[Supplied information Boundary: Start]

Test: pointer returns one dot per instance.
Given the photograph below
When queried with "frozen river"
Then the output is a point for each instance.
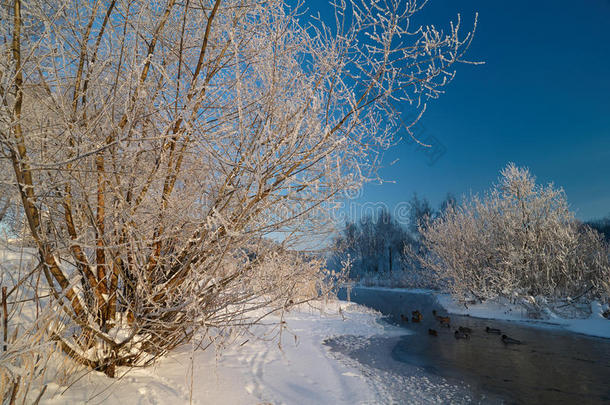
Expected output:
(552, 366)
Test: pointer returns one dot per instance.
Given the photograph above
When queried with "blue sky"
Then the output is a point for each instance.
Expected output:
(541, 100)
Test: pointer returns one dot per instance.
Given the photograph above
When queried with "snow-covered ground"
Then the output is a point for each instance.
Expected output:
(594, 325)
(301, 370)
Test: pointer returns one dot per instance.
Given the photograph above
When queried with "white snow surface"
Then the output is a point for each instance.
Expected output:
(301, 370)
(595, 325)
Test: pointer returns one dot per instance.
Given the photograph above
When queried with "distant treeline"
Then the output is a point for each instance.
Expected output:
(602, 226)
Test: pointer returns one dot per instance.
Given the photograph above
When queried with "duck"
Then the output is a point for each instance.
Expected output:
(461, 335)
(441, 319)
(508, 340)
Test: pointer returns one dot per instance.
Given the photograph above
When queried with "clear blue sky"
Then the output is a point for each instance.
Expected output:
(541, 100)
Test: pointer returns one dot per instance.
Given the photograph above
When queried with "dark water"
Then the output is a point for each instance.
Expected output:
(551, 367)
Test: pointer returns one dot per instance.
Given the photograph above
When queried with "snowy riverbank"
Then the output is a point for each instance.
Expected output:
(593, 325)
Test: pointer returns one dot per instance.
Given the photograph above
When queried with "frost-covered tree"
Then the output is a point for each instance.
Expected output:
(373, 244)
(518, 239)
(156, 143)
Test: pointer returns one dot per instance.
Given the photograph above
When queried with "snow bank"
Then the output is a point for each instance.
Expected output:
(296, 369)
(594, 325)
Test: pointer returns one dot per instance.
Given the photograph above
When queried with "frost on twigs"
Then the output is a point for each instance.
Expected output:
(518, 241)
(155, 147)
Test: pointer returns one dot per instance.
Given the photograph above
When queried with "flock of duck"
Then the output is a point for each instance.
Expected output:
(461, 332)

[Supplied information Boundary: End]

Work instruction:
Each line above is to be copied verbatim. Drop any image from the copy.

Response:
Test: pointer returns one dot per instance.
Given the photograph below
When queried with "frozen river"
Then the output is a point for each instance.
Expected output:
(552, 366)
Test: pointer returns one dot per instance.
Given the photograph above
When queried with "blue sky"
Then the output is a point for each instance.
Expected output:
(541, 100)
Test: pointer returns one dot per instance.
Given the photograph above
When queried with "snow-covered ground"
Then the output is a point for each instance.
Expected output:
(594, 325)
(301, 370)
Test: pointer returns one dot per instance.
Given the photograph above
When queried with "white snow surface"
Then the output is a point for each instance.
Expected output:
(301, 370)
(595, 325)
Test: pointer returns one dot per instance.
Given the photograph above
When queried with "distant treeline"
Then the output is a point for each instance.
Expected output:
(602, 226)
Test: pointer returns one dot per instance.
Given the photograph above
When queried with "duck"
Then the output is a point for each instance.
Expected output:
(461, 335)
(441, 319)
(508, 340)
Test: pointer returns one dot per instance.
Given the photograph above
When queried with "clear blue sky"
Then the output is a point for each instance.
Expected output:
(541, 100)
Test: pointer returns one dot per instance.
Given the photograph above
When queried with "dark water"
Then the output is a point for each instance.
Expected output:
(551, 367)
Test: pointer returns one dot per instance.
Given the photograph above
When queried with "snowy riverbank"
Then the output is a point for each instance.
Expected output:
(593, 325)
Test: pointer returns one dot per instance.
Given the photograph above
When queried with "frost-covered tree"
Then the output is a point for each instance.
Expected output:
(373, 244)
(518, 239)
(156, 143)
Test: pointer returns one dot per instance.
Given the photograph above
When queried with "snow bank"
Then the output is a point for each instance.
Expected output:
(296, 369)
(594, 325)
Test: pointer returns one dot per instance.
Given the photograph above
When queried with "frost on twigs"
Then the output is a point for each instance.
Expected output:
(518, 241)
(155, 147)
Test: pointer returns one dot per instance.
Given the photograph above
When queried with "flock of duck"
Then the output is a point for each instance.
Expected output:
(461, 332)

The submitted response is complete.